EXERCISE BRIEF: Write every record out again exactly as given.
>> start DATA FOR THIS TASK
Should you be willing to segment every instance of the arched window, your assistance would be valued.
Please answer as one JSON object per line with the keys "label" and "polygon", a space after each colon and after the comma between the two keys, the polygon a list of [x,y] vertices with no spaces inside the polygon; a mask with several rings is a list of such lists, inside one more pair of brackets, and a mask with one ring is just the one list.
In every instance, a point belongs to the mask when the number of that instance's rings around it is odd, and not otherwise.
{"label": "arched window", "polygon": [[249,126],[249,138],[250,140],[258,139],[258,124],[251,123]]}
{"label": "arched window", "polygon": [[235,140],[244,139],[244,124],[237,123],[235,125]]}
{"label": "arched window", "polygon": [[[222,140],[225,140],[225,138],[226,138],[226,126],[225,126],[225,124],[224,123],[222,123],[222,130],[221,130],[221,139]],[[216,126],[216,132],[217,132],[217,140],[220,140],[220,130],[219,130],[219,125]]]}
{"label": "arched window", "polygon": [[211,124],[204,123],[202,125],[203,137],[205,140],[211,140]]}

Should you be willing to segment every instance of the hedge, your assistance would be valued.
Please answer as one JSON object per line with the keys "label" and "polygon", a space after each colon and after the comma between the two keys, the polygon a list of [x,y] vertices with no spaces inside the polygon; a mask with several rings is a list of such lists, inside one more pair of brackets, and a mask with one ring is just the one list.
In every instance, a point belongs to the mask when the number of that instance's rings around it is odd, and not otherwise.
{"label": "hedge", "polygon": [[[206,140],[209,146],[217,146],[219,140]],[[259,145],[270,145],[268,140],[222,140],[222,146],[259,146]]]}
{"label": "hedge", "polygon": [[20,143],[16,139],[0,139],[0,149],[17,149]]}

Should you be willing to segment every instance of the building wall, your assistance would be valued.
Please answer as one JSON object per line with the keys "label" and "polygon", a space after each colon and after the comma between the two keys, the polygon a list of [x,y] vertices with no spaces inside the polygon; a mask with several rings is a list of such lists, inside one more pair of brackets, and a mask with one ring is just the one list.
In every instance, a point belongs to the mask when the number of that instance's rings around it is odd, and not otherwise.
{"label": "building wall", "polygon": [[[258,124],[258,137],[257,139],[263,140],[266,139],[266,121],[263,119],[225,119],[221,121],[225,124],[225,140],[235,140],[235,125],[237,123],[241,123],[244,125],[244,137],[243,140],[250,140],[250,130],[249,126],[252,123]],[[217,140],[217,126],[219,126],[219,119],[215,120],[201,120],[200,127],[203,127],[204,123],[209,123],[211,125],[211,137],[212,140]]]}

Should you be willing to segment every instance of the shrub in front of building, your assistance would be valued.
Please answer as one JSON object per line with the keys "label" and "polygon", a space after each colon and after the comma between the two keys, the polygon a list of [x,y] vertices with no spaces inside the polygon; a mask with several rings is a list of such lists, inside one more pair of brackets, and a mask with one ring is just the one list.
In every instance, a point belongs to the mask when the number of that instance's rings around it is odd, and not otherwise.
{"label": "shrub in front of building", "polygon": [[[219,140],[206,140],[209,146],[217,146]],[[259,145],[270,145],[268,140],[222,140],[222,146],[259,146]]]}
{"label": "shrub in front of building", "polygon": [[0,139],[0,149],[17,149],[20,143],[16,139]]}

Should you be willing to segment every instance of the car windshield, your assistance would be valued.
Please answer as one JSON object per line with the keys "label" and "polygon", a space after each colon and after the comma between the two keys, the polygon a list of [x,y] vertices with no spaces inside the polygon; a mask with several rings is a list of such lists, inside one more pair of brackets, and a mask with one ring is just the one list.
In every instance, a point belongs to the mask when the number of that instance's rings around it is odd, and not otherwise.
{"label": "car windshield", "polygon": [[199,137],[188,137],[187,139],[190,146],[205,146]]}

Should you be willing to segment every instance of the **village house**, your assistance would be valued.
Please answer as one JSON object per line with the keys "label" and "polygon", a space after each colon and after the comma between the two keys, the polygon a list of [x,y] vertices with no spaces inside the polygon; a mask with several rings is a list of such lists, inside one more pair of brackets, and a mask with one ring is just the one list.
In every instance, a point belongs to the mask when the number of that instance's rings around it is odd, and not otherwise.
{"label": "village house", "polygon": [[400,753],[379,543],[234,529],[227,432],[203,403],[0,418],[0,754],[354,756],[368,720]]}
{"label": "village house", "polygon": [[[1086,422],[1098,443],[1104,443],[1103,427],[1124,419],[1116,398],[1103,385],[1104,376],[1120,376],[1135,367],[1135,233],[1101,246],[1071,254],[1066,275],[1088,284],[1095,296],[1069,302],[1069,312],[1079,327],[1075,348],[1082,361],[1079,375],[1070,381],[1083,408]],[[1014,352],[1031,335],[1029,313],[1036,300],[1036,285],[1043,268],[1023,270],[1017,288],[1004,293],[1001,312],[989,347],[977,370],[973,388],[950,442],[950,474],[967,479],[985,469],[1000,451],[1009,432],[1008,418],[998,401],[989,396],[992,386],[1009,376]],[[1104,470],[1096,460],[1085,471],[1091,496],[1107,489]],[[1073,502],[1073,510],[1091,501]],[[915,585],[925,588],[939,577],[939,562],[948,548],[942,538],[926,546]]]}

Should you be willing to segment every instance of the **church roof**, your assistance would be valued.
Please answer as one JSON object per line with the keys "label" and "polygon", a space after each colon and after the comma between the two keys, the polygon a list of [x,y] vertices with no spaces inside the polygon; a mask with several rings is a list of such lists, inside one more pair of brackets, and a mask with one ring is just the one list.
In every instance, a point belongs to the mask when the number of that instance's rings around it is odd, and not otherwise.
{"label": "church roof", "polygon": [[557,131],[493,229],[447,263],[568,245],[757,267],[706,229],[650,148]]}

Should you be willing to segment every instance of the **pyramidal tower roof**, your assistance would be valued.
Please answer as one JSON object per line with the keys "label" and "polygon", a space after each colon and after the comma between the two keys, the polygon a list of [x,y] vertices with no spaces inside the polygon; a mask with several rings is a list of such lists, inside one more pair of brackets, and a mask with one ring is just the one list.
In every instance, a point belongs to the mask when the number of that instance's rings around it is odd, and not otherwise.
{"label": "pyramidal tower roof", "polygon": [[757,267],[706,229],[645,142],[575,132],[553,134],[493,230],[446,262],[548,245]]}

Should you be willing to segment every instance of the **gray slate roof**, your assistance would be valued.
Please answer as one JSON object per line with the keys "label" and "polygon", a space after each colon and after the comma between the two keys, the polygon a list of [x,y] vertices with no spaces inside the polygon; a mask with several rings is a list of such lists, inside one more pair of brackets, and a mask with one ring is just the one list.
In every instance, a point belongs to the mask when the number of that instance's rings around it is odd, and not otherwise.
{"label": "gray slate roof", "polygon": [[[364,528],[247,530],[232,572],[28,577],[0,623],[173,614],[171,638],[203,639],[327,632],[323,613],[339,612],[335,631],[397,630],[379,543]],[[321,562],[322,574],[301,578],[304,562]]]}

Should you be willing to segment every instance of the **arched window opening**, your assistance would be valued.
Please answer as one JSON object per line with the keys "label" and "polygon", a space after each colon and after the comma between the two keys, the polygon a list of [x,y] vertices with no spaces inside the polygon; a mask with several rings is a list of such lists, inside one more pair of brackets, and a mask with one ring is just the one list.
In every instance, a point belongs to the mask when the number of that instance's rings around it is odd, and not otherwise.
>> end DATA FOR THIS TASK
ANSWER IN FULL:
Should you be willing to segment every instance of the arched window, your assistance would be valued.
Please answer as one JSON object per line with the keys "label" and "polygon", a space after each colon and after the comma between the two keys, the polygon a list of [x,y] vertices with no spaces inside the polygon; a mask with several rings is a list of such lists, inside one more pair of brackets, and a mask with one ring is just the one list.
In every instance, a point belongs to the mask when the number of that instance's rings around it is odd, and not otherwise.
{"label": "arched window", "polygon": [[249,126],[249,138],[250,140],[258,139],[258,124],[251,123]]}
{"label": "arched window", "polygon": [[235,140],[244,139],[244,124],[237,123],[235,125]]}
{"label": "arched window", "polygon": [[[222,140],[225,140],[225,138],[226,138],[226,126],[225,126],[225,124],[224,123],[222,123],[222,130],[221,130],[221,139]],[[216,126],[216,132],[217,132],[217,140],[220,140],[220,130],[219,130],[219,125]]]}
{"label": "arched window", "polygon": [[211,124],[204,123],[202,125],[203,137],[205,140],[211,140]]}

Should you be willing to segment every instance of the hedge, your assistance would be valued.
Please answer as one JSON object per line with the keys "label" and "polygon", a space after each colon and after the comma between the two keys, the polygon a list of [x,y] vertices with no spaces inside the polygon; a mask with several rings is a list of such lists, inside one more pair of brackets, and a mask with one ring is just the one list.
In every instance, a point belongs to the mask when the number of that instance's rings around it is odd, and not otherwise.
{"label": "hedge", "polygon": [[[206,140],[209,146],[217,146],[219,140]],[[259,145],[270,145],[268,140],[222,140],[222,146],[259,146]]]}
{"label": "hedge", "polygon": [[20,143],[16,139],[0,139],[0,149],[17,149]]}

Should you be willing to segment every instance of the building wall, your assistance would be valued.
Please answer as one JSON object per line with the keys "label" and "polygon", a space after each colon and after the comma between the two keys, the polygon a list of [x,y] vertices with no spaces inside the polygon; a mask with several rings is a list of such lists, inside one more pair of brackets, and a mask with one ring is just the one list.
In every instance, a point belongs to the mask when the number of that instance's rings around it is odd, and not otherwise.
{"label": "building wall", "polygon": [[[258,124],[258,137],[257,139],[263,140],[266,139],[266,121],[263,119],[225,119],[221,121],[225,124],[225,140],[235,140],[235,125],[237,123],[241,123],[244,125],[244,137],[243,140],[250,140],[250,130],[249,126],[252,123]],[[217,140],[217,126],[219,126],[219,119],[215,120],[201,120],[200,127],[203,127],[204,123],[209,123],[211,125],[211,137],[212,140]]]}

Should you be willing to segment every instance of the shrub in front of building, your assistance would be valued.
Please answer as one JSON object per line with the keys "label" and "polygon", a space after each colon and after the comma between the two keys, the polygon a list of [x,y] vertices with no spaces inside the polygon; a mask with several rings is a list of such lists, inside one more pair of brackets, and a mask with one ring is just the one list.
In every instance, a point belongs to the mask when the number of that instance's rings around it is odd, and not otherwise.
{"label": "shrub in front of building", "polygon": [[[219,140],[206,140],[209,146],[217,146]],[[259,145],[270,145],[268,140],[222,140],[222,146],[259,146]]]}
{"label": "shrub in front of building", "polygon": [[0,139],[0,149],[17,149],[20,143],[16,139]]}

Should you be willing to segment every instance of the car windshield, your assistance would be valued.
Please answer as one JSON object per line with the keys "label" and "polygon", a space after each colon and after the comma between the two keys, the polygon a list of [x,y] vertices with no spaces inside the polygon; a mask with several rings is a list of such lists, inside one more pair of brackets, and a mask with one ring is just the one list.
In every instance, a point belongs to the mask when the number of that instance's rings around it is odd, and not otherwise.
{"label": "car windshield", "polygon": [[199,137],[188,137],[187,139],[190,146],[205,146]]}

Should you be willing to segment every instance of the **village house**, your assistance would be valued.
Please answer as one JSON object per line with the keys "label" and "polygon", a space after each colon and after the comma between the two keys, the polygon a list of [x,y] vertices with no spaces inside the polygon; a mask with several rings is a list of such lists, inside one more pair of brackets, and a mask with one ring is just the one list.
In every instance, a point belongs to the mask when the number of that instance's rings around it is odd, and not otherwise.
{"label": "village house", "polygon": [[400,753],[379,543],[234,529],[227,432],[203,403],[0,418],[0,754],[354,756],[368,720]]}
{"label": "village house", "polygon": [[[1086,422],[1098,443],[1104,443],[1103,427],[1124,419],[1116,398],[1103,385],[1104,376],[1120,376],[1135,367],[1135,233],[1101,246],[1071,254],[1066,275],[1088,284],[1095,296],[1069,302],[1069,312],[1079,327],[1075,348],[1082,361],[1079,375],[1070,381],[1083,408]],[[1014,352],[1031,335],[1029,313],[1036,300],[1036,285],[1043,268],[1023,270],[1017,288],[1004,293],[1001,312],[989,347],[977,370],[973,388],[950,442],[950,474],[967,479],[985,469],[1000,451],[1009,432],[1008,418],[998,401],[989,396],[992,386],[1009,376]],[[1104,470],[1096,460],[1085,471],[1091,496],[1107,489]],[[1073,502],[1073,510],[1091,501]],[[915,585],[925,588],[939,577],[939,562],[948,548],[942,538],[926,546]]]}

Should you be willing to segment every instance of the **church roof**, your assistance would be valued.
Please answer as one JSON object per line with the keys "label" and "polygon", a space after each colon and after the comma between the two keys, the polygon a list of [x,y] vertices with no spaces inside the polygon; a mask with several rings is a list of such lists, inside one more pair of brackets, and a mask with one ring is just the one list.
In every instance, a point belongs to the mask when the number of that instance's rings around it is odd, and not otherwise.
{"label": "church roof", "polygon": [[557,131],[493,229],[447,263],[568,245],[757,267],[706,229],[650,148]]}

Should you be willing to segment every instance of the **pyramidal tower roof**, your assistance would be valued.
Please answer as one JSON object per line with the keys "label" and "polygon", a space after each colon and after the comma between the two keys, the polygon a list of [x,y] vertices with no spaces inside the polygon; a mask with several rings is a list of such lists, inside one more pair of brackets, and a mask with one ring is just the one list.
In every instance, a point belongs to the mask when the number of that instance's rings around it is odd, and not otherwise.
{"label": "pyramidal tower roof", "polygon": [[757,267],[706,229],[645,142],[575,132],[553,134],[493,230],[446,262],[548,245]]}

Should you be willing to segment every instance of the **gray slate roof**, your assistance would be valued.
Please answer as one JSON object per line with the keys "label" and "polygon", a space after each colon and after the comma between the two keys, the polygon a list of [x,y] vertices with no spaces inside the polygon; a mask with several rings is a list of such lists, inside one more pair of brackets, and a mask with one ring is just the one list.
In every instance, a point belongs to the mask when the number of that instance's rings around it is odd, and not otherwise.
{"label": "gray slate roof", "polygon": [[[364,528],[247,530],[232,572],[28,577],[0,623],[173,614],[171,638],[203,639],[327,632],[323,613],[339,612],[335,631],[397,630],[379,543]],[[321,562],[322,574],[301,578],[304,562]]]}

Should you be willing to segment every instance of the **arched window opening**, your assistance would be valued.
Please answer as one JSON object per line with the keys "label" and "polygon", a space after each colon and after the comma between the two keys, the polygon a list of [x,y] vertices with no spaces inside the polygon; a mask with several rings is a list of such lists, inside one more pair of brackets, and a mask with one ring is just the one list.
In every instance, a point belongs to the mask when the number of that instance's rings around it is odd, and not otherwise.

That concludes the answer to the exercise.